GIVEN EXERCISE ->
Rewrite all the lines below as a numbered list, skipping any blank lines and leaving out the pictures.

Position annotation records
-- Start --
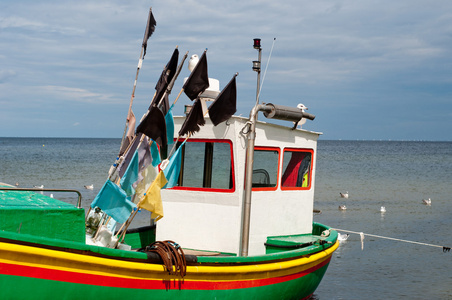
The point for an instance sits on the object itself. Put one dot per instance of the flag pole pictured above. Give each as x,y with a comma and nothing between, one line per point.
150,27
171,84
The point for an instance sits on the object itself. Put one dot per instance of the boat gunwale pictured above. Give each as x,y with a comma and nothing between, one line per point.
135,256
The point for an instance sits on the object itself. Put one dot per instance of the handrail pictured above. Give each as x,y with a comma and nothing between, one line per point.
79,202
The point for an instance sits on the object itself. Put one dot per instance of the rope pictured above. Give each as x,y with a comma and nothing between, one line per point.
445,249
172,255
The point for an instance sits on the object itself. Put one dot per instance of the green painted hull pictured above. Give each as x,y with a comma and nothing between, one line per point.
41,268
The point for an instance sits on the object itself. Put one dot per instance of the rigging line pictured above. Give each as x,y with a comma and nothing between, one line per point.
266,67
390,238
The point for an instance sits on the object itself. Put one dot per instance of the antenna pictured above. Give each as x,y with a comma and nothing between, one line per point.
266,67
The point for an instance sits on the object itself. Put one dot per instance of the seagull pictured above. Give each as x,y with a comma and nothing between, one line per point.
342,237
302,107
193,62
300,123
427,202
344,195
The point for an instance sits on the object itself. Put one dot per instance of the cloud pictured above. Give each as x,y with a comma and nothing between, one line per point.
70,94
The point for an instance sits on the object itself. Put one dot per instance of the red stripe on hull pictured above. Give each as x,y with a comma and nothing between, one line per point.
135,283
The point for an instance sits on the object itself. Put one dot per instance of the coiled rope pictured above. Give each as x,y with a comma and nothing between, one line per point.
172,255
445,249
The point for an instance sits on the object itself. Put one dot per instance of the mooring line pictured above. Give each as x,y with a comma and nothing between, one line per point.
445,249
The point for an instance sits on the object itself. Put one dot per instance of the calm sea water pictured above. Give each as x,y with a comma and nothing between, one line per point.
397,175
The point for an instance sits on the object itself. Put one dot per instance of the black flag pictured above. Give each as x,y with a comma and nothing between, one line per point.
165,78
194,120
198,81
224,105
154,126
150,27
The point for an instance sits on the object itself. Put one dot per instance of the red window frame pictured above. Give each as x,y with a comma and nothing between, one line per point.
203,189
277,149
305,150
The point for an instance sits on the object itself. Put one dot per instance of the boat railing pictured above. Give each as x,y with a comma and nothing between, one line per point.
79,201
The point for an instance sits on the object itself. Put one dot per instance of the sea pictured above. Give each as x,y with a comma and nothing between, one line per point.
399,254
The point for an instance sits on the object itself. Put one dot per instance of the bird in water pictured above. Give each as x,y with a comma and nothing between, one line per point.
344,195
342,237
427,202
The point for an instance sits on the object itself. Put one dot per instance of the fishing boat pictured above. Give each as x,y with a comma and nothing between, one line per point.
237,223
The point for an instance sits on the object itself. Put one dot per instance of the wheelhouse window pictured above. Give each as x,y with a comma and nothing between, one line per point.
297,169
265,168
207,165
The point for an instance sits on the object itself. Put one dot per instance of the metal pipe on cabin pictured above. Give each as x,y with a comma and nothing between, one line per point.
246,212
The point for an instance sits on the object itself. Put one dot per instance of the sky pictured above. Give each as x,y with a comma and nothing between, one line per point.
368,70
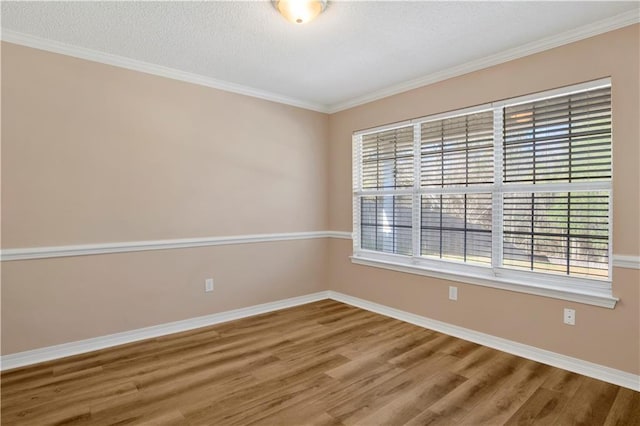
-- End --
COMPLETE RESPONSE ->
1. The point for an instance sits on the object itself. Put one dot per instance of the flag pole pictured above. Give each as x,y with a comma and nothing between, one line per point.
2. 150,27
3. 171,84
4. The point for an instance sits on the object itself. Put one dot per instance of the boat gunwale pictured above. Give each as x,y with a comma and nothing between, one line per point.
5. 135,256
6. The point for an instance sits on the object itself. Put one dot per instance of the handrail pictured above. Give each as x,y with a comma and nothing between, one line per point.
7. 79,202
8. The point for an instance sits on the object itself. Put one dot per instance of the rope pictured above. Give each as x,y with a comma and nothing between, one line per point.
9. 445,249
10. 172,255
11. The point for an instance sits on the object itself. Put one dot per instance of the green painted hull pictured above. Give each as x,y with a comma and nothing between, one line per point.
12. 41,268
13. The point for an instance sits on the object itself. Put one dot per instance of the rigging line pictured above. Give each as x,y with a comma and nothing between, one line per point.
14. 266,67
15. 390,238
16. The point for an instance sits on the object itself. Put one dot per instance of the antenna pictured above. Give each as x,y with a comma and nothing between, one line per point.
17. 266,67
18. The point for an instance sits on the object itself. Put one dot per instance of the seagull pictured above. Give each as x,y with a comma and nothing between, one line per point.
19. 342,237
20. 302,107
21. 193,62
22. 300,123
23. 427,202
24. 344,195
25. The point for an instance sits on the object itself. Put one dot per instance of the cloud pictured above. Give each as x,y with a comma and nothing between, one line per point.
26. 70,94
27. The point for an instance sits on the object itself. Put one dot per instance of the red stripe on hull pictured above. Give each as x,y with a comma and nothing between, one line per point.
28. 135,283
29. The point for an instance sits on the object itself. Put one dot per instance of the coiled rope pictured above. Give each as x,y with a comma and nothing between, one line per point.
30. 172,255
31. 445,249
32. The point for an instance sits on the object itself. Put one dot per instance of the mooring line pictured above. Give each as x,y with a comma and nothing between, one line per point.
33. 445,249
34. The point for an instance sits on the object itself. Put one dot per instance of the calm sea water pictured above. Give each as x,y with a comma and nothing between, one line per point.
35. 397,175
36. The point for an instance sits on the object itself. Put one dot per instance of the black flag pictured above. Give each as x,y with a comma and nothing between, one line per point.
37. 165,78
38. 194,120
39. 198,81
40. 224,105
41. 154,126
42. 150,27
43. The point for an instance sits on the object itself. Put one dot per instance of the red window frame pictured above. Give each as x,y with a comma and nothing between, one line per point.
44. 203,189
45. 277,149
46. 305,150
47. The point for an instance sits on the object itself. Put one dot per instance of the boat railing pictured above. Give each as x,y with a comma and nothing between, one line per point.
48. 79,201
49. The point for an instance sits on the object itself. Put one dot per instance of the sea pictured above. Give each as x,y with a comma and nothing between, one line per point.
50. 399,254
51. The point for an instance sits on the object itself. Put one dot per instance of the bird in water pictured above. Give each as x,y with a comma and nothing between, one line per point.
52. 344,195
53. 342,237
54. 427,202
55. The point for an instance sits on the object itself. Put one dot per instance of the fishing boat pictured above. Give each as x,y with a comma and nothing between, one line per point.
56. 237,223
57. The point for an instance sits on the object itself. Put one dot per instance of the wheelhouse window pictured above. Give each as x,y with a comma and nothing between, one line per point.
58. 297,169
59. 265,168
60. 207,165
61. The point for an instance sits on the object itself. Put one dot per instance of the metal pipe on cabin pictured above. Give each as x,y with a comma and nothing between, one line per point.
62. 246,212
63. The point for an instance sits on the object itself. Put one dot per instance of the sky pictured above. Give each as x,y with a comma and nothing between, one line per point.
64. 368,70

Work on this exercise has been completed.